YOUR OBJECTIVE - The answer should consist of all the records, written out word for word.

EXCERPTED DATA -
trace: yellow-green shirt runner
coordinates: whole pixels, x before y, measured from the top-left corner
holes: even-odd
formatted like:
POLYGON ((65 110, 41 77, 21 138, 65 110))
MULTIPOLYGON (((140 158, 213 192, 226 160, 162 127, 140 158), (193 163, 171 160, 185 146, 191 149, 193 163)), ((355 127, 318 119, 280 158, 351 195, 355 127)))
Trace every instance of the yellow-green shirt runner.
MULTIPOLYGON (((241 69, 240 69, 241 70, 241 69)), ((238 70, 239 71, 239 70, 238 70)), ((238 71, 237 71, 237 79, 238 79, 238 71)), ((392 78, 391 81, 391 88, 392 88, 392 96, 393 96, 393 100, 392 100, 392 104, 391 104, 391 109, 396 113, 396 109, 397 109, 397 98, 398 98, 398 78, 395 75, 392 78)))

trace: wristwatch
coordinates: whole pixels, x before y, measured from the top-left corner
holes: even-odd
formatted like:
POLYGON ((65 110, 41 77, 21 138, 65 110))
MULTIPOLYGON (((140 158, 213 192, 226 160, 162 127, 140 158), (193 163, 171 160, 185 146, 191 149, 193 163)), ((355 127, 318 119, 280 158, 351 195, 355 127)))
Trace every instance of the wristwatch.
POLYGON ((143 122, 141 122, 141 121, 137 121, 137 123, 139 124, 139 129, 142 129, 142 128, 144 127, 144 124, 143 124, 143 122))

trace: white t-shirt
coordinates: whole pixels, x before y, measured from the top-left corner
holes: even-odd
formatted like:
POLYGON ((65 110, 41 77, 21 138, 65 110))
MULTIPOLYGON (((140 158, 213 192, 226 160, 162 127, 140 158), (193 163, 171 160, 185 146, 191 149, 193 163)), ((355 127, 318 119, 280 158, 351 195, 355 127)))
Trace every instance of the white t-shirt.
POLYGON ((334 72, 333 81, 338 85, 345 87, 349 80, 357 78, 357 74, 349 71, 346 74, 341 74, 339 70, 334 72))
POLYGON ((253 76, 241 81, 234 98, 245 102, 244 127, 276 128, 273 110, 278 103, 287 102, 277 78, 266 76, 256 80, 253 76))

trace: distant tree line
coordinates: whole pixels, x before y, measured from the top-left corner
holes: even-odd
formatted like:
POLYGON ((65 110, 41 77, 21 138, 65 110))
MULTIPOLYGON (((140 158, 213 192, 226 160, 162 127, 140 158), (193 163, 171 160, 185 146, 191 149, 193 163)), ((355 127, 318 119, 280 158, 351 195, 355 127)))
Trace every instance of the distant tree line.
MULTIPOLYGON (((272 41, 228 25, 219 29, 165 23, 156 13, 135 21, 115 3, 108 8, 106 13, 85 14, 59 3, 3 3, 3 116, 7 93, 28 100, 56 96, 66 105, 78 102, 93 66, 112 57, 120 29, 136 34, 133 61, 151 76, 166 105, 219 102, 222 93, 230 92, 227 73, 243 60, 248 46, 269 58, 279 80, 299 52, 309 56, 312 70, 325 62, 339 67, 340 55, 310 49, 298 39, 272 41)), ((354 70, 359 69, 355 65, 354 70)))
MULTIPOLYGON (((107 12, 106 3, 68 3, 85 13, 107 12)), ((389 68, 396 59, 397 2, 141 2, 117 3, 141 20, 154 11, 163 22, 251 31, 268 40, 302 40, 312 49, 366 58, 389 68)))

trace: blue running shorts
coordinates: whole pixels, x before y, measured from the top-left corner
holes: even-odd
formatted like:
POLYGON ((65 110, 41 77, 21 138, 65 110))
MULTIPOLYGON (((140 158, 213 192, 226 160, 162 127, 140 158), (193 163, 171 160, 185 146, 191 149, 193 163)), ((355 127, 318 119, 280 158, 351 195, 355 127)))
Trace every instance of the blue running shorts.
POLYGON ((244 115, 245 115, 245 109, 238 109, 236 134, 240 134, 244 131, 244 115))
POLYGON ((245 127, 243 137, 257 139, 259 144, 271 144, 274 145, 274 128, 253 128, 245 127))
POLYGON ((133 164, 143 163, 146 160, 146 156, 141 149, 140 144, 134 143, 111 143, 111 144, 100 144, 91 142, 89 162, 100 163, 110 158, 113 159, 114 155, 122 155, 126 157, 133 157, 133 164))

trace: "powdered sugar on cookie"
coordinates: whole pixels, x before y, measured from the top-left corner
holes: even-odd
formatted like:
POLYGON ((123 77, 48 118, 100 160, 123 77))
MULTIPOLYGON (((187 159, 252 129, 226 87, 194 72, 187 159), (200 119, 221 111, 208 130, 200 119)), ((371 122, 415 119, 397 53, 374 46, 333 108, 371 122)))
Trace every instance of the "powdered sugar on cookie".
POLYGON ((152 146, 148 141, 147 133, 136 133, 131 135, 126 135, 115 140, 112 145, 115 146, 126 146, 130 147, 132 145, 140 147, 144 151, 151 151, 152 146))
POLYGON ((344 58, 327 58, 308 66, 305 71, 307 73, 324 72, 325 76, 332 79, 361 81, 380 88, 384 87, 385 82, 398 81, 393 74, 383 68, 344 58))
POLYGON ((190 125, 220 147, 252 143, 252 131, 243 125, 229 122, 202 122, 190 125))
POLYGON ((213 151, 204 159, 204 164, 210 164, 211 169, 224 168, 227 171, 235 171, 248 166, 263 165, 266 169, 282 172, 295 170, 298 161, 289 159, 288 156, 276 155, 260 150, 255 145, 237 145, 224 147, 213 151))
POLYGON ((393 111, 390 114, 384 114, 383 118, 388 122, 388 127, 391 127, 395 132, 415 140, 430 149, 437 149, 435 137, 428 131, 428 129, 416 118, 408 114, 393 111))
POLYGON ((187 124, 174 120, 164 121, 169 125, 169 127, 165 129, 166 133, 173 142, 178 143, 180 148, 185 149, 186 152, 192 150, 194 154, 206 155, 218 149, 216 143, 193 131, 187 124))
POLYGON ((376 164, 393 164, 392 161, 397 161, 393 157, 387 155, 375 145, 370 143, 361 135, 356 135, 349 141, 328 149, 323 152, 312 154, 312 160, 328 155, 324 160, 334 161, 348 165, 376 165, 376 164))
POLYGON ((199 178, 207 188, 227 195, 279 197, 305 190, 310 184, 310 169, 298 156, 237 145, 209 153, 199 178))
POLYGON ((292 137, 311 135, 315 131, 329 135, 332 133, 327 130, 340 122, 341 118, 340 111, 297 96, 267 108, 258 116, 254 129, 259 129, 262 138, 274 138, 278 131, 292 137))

TASK OUTPUT -
trace: yellow-green shirt runner
coordinates: whole pixels, x before y, measured from the top-left corner
holes: even-odd
formatted like:
POLYGON ((65 110, 41 77, 21 138, 65 110))
MULTIPOLYGON (((140 158, 213 192, 226 160, 162 127, 140 158), (193 163, 171 160, 185 146, 191 149, 193 163)), ((355 127, 318 119, 280 158, 351 195, 355 127)))
Trace every instance of the yellow-green shirt runner.
MULTIPOLYGON (((241 69, 240 69, 241 70, 241 69)), ((238 70, 239 71, 239 70, 238 70)), ((238 71, 237 71, 237 79, 238 79, 238 71)), ((392 78, 391 81, 391 88, 392 88, 392 96, 393 96, 393 100, 392 100, 392 104, 391 104, 391 109, 396 113, 396 109, 397 109, 397 98, 398 98, 398 78, 395 75, 392 78)))

trace: wristwatch
coordinates: whole pixels, x before y, measured from the top-left corner
holes: even-odd
formatted like:
POLYGON ((65 110, 41 77, 21 138, 65 110))
MULTIPOLYGON (((140 158, 213 192, 226 160, 162 127, 140 158), (193 163, 171 160, 185 146, 191 149, 193 163)), ((355 127, 318 119, 280 158, 351 195, 355 127)))
Trace every instance of the wristwatch.
POLYGON ((143 122, 141 122, 141 121, 137 121, 137 123, 139 124, 139 129, 142 129, 142 128, 144 127, 144 124, 143 124, 143 122))

trace: white t-shirt
coordinates: whole pixels, x before y, measured from the top-left corner
holes: even-odd
formatted like:
POLYGON ((65 110, 41 77, 21 138, 65 110))
MULTIPOLYGON (((140 158, 213 192, 226 160, 162 127, 140 158), (193 163, 171 160, 185 146, 191 149, 193 163)), ((355 127, 318 119, 280 158, 351 195, 355 127)))
Trace every instance of the white t-shirt.
POLYGON ((334 72, 333 81, 338 85, 345 87, 349 80, 357 78, 357 74, 349 71, 346 74, 341 74, 339 70, 334 72))
POLYGON ((253 76, 241 81, 234 98, 245 102, 244 127, 276 128, 273 110, 278 103, 287 102, 277 78, 266 76, 256 80, 253 76))

trace: distant tree line
coordinates: whole pixels, x before y, measured from the top-left corner
holes: even-odd
formatted like:
POLYGON ((65 110, 41 77, 21 138, 65 110))
MULTIPOLYGON (((140 158, 213 192, 226 160, 162 127, 140 158), (193 163, 171 160, 185 146, 191 149, 193 163)), ((355 127, 318 119, 280 158, 351 195, 355 127)))
Trace every instance of the distant tree line.
MULTIPOLYGON (((272 41, 228 25, 219 29, 165 23, 156 13, 135 21, 115 3, 108 8, 106 13, 85 14, 59 3, 3 3, 3 116, 7 93, 28 100, 56 96, 66 105, 78 102, 93 66, 112 57, 120 29, 136 34, 133 61, 151 76, 166 105, 219 102, 222 93, 230 92, 227 73, 243 60, 248 46, 269 58, 279 80, 299 52, 309 56, 312 70, 325 62, 339 67, 340 55, 310 49, 298 39, 272 41)), ((354 70, 359 69, 355 65, 354 70)))
MULTIPOLYGON (((107 12, 106 3, 68 3, 85 13, 107 12)), ((389 68, 396 59, 397 2, 141 2, 117 3, 141 20, 154 11, 163 22, 251 31, 268 40, 302 40, 312 49, 366 58, 389 68)))

trace: blue running shorts
coordinates: whole pixels, x before y, measured from the top-left corner
holes: even-odd
formatted like:
POLYGON ((65 110, 41 77, 21 138, 65 110))
MULTIPOLYGON (((140 158, 213 192, 226 160, 162 127, 140 158), (193 163, 171 160, 185 146, 191 149, 193 163)), ((355 127, 318 119, 280 158, 351 195, 355 127)))
Trace every instance of the blue running shorts.
POLYGON ((244 115, 245 115, 245 109, 238 109, 236 134, 240 134, 244 131, 244 115))
POLYGON ((245 127, 243 137, 257 139, 259 144, 271 144, 274 145, 274 128, 253 128, 245 127))
POLYGON ((133 164, 143 163, 146 160, 146 156, 141 149, 140 144, 134 143, 111 143, 111 144, 100 144, 91 142, 89 162, 100 163, 110 158, 113 159, 114 155, 122 155, 126 157, 133 157, 133 164))

trace: "powdered sugar on cookie"
coordinates: whole pixels, x before y, measured from the top-left corner
holes: even-odd
formatted like:
POLYGON ((123 77, 48 118, 100 160, 123 77))
MULTIPOLYGON (((187 159, 252 129, 226 87, 194 72, 187 159), (200 119, 221 111, 208 130, 200 119)), ((371 122, 415 119, 397 53, 374 46, 333 108, 371 122)))
Trace every instance of the "powdered sugar on cookie".
POLYGON ((152 146, 148 141, 147 133, 136 133, 131 135, 126 135, 115 140, 112 145, 115 146, 126 146, 130 147, 132 145, 140 147, 144 151, 151 151, 152 146))
POLYGON ((344 58, 327 58, 308 66, 305 71, 307 73, 324 72, 325 76, 332 79, 361 81, 380 88, 384 87, 385 82, 398 81, 393 74, 383 68, 344 58))
POLYGON ((190 125, 220 147, 252 143, 252 131, 243 125, 229 122, 202 122, 190 125))
POLYGON ((213 151, 204 159, 204 164, 210 164, 211 169, 224 168, 227 171, 235 171, 248 166, 263 165, 266 169, 282 172, 295 170, 298 161, 289 159, 288 156, 276 155, 260 150, 255 145, 237 145, 224 147, 213 151))
POLYGON ((393 111, 390 114, 384 114, 383 118, 388 122, 388 127, 391 127, 395 132, 415 140, 430 149, 437 149, 435 137, 428 131, 428 129, 416 118, 408 114, 393 111))
POLYGON ((187 124, 174 120, 164 121, 169 125, 169 127, 165 129, 166 133, 173 142, 178 143, 180 148, 185 149, 186 152, 192 150, 194 154, 206 155, 218 149, 216 143, 193 131, 187 124))
POLYGON ((376 164, 393 164, 392 161, 397 161, 393 157, 387 155, 375 145, 370 143, 361 135, 356 135, 349 141, 328 149, 323 152, 312 154, 312 160, 328 155, 324 160, 334 161, 348 165, 376 165, 376 164))
POLYGON ((199 178, 207 188, 227 195, 279 197, 305 190, 310 184, 310 169, 298 156, 237 145, 209 153, 199 178))
POLYGON ((292 137, 311 135, 315 131, 329 135, 332 133, 327 130, 340 122, 341 118, 340 111, 297 96, 267 108, 258 116, 254 129, 259 129, 262 138, 274 138, 278 131, 292 137))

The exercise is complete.